■ Work task
Transcribe the following records exactly, images excluded.

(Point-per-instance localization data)
· · ·
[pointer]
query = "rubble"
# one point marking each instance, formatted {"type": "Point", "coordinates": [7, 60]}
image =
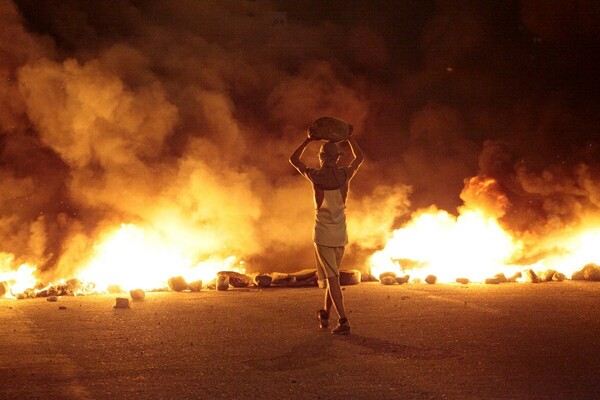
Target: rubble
· · ·
■ Answer space
[pointer]
query = "rubble"
# one point marking each instance, formatted {"type": "Point", "coordinates": [7, 60]}
image =
Target: rubble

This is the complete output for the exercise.